··· GIVEN ENTRIES

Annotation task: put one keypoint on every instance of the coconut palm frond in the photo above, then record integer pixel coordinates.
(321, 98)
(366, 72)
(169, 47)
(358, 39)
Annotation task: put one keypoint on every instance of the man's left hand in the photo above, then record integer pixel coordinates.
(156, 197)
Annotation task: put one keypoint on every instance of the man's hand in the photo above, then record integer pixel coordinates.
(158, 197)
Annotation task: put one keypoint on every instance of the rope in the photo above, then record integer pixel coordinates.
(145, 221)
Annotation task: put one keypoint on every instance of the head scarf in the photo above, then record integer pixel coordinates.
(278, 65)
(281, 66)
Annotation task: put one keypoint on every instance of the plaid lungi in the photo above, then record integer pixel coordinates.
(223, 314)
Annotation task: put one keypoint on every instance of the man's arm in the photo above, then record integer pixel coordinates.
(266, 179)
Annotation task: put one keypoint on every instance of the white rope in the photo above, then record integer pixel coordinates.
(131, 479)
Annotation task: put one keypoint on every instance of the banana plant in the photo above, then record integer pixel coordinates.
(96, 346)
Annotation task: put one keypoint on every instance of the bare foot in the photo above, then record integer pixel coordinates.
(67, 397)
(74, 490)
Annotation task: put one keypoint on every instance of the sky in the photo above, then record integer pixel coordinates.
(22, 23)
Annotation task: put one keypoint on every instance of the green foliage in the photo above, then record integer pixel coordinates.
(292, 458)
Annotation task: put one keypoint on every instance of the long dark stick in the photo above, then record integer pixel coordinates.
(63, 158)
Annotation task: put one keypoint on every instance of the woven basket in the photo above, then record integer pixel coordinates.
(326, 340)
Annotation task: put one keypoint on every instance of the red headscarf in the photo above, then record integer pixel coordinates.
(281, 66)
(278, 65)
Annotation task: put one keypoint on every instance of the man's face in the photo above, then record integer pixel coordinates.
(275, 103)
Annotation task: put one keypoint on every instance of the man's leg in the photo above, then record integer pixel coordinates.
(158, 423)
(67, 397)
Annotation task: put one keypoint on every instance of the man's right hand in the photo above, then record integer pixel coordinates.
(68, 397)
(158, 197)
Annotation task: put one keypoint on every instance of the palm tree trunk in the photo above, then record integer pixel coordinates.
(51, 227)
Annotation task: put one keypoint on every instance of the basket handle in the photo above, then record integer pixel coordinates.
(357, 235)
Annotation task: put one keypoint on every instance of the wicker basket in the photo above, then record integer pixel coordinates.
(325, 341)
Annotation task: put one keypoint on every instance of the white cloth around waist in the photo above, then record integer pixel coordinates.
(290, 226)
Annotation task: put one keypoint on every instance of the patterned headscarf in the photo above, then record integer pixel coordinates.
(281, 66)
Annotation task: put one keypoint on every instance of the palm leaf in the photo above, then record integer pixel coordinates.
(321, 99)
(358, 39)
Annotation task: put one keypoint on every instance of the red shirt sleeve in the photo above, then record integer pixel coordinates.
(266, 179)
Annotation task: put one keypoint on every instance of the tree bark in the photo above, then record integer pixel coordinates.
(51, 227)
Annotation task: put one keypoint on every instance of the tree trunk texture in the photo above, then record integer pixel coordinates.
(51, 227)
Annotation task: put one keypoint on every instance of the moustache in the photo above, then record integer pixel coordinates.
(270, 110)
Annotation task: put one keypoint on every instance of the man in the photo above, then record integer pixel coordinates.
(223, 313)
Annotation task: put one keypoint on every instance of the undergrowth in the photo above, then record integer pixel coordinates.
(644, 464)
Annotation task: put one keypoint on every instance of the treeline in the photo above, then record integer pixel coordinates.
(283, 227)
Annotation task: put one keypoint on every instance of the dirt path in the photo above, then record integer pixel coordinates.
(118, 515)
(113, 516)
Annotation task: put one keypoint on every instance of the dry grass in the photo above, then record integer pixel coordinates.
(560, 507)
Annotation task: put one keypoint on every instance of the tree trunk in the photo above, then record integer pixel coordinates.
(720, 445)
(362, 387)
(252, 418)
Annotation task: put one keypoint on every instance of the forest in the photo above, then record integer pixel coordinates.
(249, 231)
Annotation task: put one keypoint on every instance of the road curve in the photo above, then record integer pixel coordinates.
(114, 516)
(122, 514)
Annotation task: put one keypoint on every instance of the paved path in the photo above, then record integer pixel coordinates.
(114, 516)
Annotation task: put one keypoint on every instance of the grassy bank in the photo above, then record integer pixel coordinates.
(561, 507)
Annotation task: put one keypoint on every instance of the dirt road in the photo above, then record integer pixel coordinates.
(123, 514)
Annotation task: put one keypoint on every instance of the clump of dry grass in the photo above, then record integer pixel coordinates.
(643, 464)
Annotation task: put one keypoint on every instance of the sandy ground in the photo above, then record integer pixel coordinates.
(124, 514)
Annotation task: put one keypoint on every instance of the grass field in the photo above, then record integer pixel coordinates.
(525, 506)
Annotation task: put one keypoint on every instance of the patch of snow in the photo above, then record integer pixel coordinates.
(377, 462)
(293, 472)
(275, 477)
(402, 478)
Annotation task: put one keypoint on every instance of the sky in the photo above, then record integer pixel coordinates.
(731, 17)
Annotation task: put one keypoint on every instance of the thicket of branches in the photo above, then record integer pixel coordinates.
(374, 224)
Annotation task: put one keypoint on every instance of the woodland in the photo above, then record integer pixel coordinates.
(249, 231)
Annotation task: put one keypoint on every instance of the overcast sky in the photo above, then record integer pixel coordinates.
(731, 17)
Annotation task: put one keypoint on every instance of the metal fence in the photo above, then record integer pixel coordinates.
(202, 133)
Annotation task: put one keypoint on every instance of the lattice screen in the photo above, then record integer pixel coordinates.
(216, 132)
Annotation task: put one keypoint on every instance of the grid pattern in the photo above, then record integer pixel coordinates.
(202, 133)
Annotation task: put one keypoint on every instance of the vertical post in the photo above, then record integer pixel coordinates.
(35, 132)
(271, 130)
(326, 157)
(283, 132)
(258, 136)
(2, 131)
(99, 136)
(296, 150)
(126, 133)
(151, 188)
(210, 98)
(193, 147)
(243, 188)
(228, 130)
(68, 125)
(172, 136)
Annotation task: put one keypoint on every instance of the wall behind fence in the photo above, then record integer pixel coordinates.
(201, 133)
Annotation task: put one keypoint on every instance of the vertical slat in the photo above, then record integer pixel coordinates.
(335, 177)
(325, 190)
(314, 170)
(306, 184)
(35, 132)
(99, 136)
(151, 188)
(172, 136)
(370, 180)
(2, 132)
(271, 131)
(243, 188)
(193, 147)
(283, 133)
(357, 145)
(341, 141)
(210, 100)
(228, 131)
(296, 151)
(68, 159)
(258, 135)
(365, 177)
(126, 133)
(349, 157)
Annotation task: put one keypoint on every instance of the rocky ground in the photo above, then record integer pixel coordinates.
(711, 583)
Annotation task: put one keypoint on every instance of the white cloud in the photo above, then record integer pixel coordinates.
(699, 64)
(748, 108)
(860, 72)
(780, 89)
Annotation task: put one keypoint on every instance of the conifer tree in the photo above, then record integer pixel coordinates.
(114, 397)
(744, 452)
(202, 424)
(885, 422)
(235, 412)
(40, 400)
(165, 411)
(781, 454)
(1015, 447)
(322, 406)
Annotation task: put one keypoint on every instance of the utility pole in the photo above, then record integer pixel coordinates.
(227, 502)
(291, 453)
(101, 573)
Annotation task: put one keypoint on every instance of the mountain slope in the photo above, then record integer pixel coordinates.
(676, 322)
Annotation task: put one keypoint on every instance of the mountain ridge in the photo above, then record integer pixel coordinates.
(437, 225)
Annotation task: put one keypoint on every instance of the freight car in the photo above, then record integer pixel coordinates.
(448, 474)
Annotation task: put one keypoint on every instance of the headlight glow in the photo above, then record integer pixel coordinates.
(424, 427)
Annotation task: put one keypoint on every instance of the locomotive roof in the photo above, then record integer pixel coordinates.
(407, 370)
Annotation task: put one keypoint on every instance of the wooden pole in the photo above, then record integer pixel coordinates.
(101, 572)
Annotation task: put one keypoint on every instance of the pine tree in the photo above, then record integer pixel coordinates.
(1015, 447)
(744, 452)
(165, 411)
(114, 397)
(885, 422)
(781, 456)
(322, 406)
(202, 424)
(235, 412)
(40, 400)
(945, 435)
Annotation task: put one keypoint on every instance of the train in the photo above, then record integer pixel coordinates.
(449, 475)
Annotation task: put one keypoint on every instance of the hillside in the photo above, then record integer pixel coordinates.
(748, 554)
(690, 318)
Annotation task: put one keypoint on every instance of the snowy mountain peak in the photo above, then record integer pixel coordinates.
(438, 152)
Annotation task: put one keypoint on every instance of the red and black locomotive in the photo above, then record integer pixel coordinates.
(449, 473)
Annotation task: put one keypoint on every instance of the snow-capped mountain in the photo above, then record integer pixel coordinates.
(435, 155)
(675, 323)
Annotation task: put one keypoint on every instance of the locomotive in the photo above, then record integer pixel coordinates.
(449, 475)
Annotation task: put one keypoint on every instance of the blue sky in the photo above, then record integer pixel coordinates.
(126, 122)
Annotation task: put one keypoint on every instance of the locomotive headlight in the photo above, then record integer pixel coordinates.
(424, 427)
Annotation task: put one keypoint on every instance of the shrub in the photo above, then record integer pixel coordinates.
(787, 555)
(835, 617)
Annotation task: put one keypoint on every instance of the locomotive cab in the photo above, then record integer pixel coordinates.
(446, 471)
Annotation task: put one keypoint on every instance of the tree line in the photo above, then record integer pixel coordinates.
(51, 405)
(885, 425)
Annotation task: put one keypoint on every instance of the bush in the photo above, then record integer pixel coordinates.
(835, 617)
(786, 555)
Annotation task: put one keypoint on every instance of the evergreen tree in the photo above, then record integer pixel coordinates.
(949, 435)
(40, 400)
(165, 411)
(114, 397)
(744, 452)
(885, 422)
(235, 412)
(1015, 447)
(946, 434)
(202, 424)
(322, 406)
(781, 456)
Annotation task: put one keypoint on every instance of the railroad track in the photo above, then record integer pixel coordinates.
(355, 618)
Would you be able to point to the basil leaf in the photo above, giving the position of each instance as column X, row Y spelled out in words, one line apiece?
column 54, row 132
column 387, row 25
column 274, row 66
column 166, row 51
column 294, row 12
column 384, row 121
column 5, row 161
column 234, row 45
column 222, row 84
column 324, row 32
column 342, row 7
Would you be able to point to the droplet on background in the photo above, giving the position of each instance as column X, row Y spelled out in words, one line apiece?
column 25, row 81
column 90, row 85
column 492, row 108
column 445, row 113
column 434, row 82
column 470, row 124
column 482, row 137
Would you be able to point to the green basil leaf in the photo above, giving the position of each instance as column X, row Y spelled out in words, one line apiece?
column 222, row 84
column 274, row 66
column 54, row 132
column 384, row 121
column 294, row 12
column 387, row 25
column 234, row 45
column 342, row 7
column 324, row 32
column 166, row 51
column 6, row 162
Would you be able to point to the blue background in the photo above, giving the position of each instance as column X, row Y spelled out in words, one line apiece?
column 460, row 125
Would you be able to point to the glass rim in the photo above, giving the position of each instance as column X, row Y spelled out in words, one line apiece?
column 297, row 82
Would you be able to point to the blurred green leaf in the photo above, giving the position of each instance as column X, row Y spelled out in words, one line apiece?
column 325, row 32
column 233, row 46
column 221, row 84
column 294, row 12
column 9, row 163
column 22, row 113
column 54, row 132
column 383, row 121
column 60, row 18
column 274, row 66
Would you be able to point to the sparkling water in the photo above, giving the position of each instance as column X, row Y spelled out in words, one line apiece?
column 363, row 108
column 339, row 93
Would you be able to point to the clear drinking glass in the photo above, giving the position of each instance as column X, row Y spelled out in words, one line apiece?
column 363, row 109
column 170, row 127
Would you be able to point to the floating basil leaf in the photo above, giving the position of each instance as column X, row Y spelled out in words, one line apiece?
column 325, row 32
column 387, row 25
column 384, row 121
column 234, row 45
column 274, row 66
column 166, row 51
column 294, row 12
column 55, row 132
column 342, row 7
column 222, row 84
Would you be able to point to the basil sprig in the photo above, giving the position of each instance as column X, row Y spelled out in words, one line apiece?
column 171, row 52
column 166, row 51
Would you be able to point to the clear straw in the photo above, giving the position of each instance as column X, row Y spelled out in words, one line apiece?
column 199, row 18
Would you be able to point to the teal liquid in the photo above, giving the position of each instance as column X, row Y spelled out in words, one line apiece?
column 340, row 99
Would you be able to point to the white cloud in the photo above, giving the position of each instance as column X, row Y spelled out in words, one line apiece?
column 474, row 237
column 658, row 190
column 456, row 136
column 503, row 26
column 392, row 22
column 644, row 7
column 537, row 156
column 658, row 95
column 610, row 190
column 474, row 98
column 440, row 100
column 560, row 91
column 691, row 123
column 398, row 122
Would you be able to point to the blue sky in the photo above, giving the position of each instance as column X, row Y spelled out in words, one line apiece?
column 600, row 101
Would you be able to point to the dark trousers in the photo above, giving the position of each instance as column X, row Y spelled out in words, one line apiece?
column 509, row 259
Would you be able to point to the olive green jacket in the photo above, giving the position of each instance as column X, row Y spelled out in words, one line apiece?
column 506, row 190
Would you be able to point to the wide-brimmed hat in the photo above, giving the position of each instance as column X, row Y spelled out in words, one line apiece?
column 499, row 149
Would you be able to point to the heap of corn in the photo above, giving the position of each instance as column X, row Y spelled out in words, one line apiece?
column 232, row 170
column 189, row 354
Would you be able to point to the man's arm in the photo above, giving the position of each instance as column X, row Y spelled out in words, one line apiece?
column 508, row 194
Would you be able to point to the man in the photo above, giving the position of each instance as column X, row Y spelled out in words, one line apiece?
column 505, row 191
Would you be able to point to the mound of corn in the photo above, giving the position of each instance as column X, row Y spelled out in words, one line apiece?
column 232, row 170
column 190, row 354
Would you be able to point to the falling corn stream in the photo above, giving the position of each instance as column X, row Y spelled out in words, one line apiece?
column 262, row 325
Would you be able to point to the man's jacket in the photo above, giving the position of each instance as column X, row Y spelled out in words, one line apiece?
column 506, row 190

······

HOW TO COMPLETE THIS TASK – Beginning with the line that contains "Would you be able to point to the falling", each line of the records above through the last one must be printed word for word.

SOLUTION FOR THIS PROBLEM –
Would you be able to point to the falling corn stream in the photo above, giving the position of each instance as column X, row Y spelled out in words, one line apiece?
column 262, row 325
Would you be able to point to the man's jacket in the photo above, giving the position of each instance as column X, row Y spelled out in words, one line apiece?
column 506, row 190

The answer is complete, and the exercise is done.